> Task details:
Please rewrite the material starting with the line containing "Practice. Put a pin on the floor" and going on through the line containing "Target: shadow on wall", keeping every line including the requests. Shift each coordinate in the answers up by 111, and leave the sample coordinates inside the requests unchanged.
Start of Extracted material
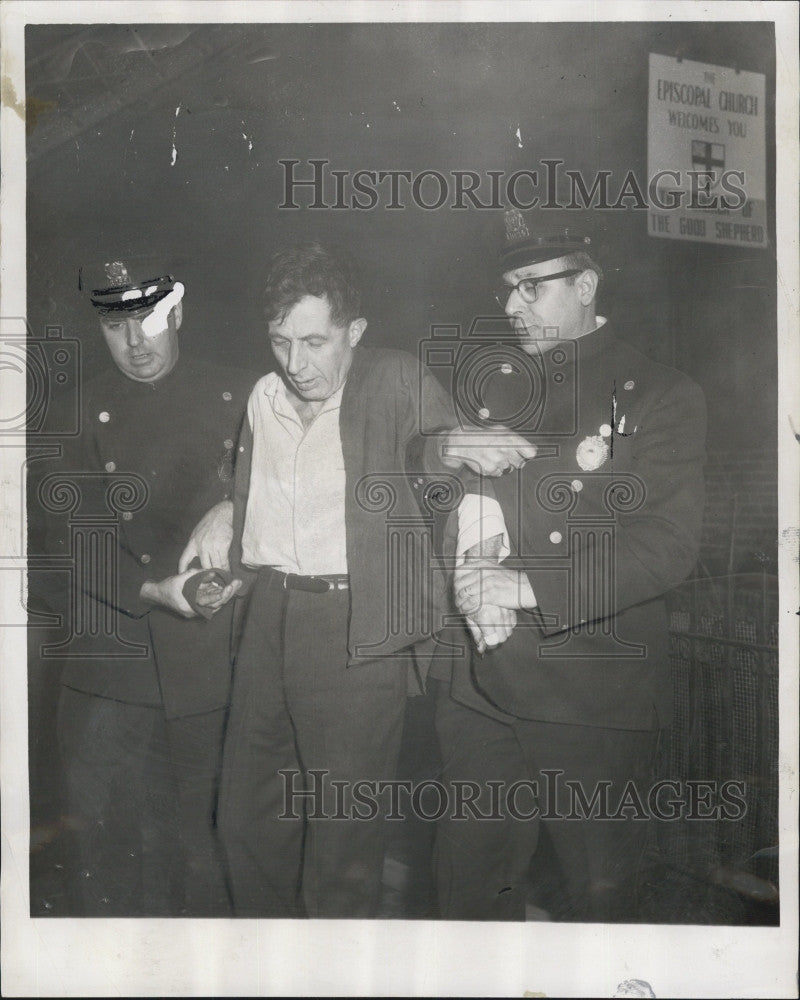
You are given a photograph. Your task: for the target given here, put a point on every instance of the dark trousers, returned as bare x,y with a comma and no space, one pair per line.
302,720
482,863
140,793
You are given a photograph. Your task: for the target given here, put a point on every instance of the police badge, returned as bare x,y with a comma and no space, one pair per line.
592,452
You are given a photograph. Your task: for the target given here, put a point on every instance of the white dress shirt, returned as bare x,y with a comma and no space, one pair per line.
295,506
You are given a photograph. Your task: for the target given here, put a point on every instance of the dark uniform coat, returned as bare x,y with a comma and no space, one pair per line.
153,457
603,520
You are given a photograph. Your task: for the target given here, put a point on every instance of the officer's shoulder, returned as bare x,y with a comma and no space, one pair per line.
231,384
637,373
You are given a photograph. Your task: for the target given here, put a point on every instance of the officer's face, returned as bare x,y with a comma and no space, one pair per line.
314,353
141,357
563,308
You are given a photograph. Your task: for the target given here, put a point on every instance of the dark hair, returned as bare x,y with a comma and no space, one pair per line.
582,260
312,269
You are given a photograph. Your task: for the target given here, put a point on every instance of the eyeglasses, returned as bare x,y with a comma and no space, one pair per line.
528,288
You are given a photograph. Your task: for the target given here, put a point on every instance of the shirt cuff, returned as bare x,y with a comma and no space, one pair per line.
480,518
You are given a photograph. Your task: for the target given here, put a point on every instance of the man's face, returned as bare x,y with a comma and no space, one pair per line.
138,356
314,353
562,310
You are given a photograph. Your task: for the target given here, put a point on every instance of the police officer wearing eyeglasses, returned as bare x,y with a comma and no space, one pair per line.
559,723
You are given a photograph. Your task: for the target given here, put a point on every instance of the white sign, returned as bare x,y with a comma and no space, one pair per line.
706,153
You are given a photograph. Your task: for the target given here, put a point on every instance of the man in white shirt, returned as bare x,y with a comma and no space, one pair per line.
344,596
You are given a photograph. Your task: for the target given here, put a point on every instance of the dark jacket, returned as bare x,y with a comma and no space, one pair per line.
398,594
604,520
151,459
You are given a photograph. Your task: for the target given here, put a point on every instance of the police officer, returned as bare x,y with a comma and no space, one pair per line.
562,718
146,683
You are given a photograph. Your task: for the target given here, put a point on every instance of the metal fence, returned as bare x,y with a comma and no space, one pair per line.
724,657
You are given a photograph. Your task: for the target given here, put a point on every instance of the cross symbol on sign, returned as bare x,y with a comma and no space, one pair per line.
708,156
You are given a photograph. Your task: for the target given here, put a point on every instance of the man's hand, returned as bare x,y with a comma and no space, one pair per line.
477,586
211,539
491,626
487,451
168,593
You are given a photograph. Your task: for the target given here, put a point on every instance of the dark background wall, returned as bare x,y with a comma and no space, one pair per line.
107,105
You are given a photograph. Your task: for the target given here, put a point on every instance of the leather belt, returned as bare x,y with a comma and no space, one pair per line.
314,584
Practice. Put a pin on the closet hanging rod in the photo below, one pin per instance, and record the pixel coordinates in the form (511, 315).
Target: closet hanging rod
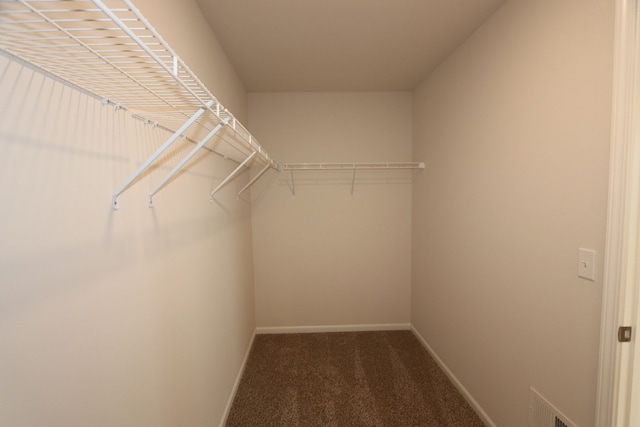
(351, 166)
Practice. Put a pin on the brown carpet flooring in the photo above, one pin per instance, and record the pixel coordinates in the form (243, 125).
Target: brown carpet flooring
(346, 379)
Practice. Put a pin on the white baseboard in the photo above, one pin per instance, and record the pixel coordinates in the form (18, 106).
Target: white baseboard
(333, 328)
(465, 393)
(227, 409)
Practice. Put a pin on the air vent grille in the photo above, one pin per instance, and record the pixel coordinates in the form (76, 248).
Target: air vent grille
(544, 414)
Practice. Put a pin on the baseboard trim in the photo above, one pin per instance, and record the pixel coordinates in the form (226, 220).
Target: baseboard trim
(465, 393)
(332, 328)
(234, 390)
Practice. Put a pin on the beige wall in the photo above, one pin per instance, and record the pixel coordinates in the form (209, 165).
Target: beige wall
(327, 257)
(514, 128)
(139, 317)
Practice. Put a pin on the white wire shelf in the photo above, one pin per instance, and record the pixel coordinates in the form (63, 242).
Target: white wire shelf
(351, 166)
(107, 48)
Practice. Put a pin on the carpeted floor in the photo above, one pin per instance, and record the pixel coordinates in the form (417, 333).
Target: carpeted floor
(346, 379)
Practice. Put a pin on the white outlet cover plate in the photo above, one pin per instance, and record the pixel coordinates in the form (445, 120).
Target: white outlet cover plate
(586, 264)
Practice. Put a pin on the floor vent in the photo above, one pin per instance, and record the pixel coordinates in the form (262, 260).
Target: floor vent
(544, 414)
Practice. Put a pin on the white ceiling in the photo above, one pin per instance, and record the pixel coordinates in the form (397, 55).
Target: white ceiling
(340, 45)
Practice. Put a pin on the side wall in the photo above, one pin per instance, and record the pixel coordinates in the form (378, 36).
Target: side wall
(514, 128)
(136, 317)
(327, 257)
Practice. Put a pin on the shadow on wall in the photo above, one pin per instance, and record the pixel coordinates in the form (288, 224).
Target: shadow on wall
End of Extracted material
Start of Extracted material
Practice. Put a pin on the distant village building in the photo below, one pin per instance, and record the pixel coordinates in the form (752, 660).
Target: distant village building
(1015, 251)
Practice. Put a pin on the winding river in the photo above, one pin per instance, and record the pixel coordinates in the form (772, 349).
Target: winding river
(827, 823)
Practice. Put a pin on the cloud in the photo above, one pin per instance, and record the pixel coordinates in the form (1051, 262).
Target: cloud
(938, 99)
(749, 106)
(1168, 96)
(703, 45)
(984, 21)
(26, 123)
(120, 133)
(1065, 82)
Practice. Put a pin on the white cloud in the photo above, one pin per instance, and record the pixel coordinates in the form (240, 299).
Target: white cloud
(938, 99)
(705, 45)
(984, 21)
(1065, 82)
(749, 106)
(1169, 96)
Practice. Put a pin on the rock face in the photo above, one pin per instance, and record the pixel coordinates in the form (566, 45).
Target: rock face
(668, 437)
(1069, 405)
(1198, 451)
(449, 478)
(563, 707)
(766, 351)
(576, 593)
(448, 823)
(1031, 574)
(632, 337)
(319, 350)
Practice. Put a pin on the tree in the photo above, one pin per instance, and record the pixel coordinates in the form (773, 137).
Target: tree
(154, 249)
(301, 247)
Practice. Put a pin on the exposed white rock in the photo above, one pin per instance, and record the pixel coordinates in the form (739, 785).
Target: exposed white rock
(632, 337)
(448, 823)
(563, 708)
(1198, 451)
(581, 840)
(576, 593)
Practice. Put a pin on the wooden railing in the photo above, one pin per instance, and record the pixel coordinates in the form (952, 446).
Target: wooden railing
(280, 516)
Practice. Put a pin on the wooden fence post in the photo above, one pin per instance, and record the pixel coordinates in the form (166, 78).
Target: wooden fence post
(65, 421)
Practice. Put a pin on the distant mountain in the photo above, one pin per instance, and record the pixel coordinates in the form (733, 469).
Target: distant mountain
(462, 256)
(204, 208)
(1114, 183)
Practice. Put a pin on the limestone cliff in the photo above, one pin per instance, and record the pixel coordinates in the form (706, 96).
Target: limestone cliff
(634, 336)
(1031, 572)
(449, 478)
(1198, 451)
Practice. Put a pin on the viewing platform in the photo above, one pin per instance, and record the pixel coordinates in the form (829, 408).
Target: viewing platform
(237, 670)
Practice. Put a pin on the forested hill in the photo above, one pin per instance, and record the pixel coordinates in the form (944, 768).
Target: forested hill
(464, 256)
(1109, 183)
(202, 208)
End of Extracted material
> The answer:
Practice. Put a pin on the floor vent in the photo above, one pin per instance, and record the pixel coordinates in the form (262, 260).
Target: floor vent
(655, 525)
Practice. Put a pin on the white ceiling in the photo above, one pin per instance, and record the pixel coordinates in the form (397, 55).
Target: white ceiling
(451, 156)
Practice. Put a pin on the side wall in the photo above, one pin per instance, and record the pixel coordinates in the form (378, 36).
Target: side wall
(625, 239)
(247, 428)
(438, 368)
Practice. Put a pin on the shadow on wall in the photo above, one pin per instance, and record the pixel coordinates in the form (288, 224).
Target: shadow on wall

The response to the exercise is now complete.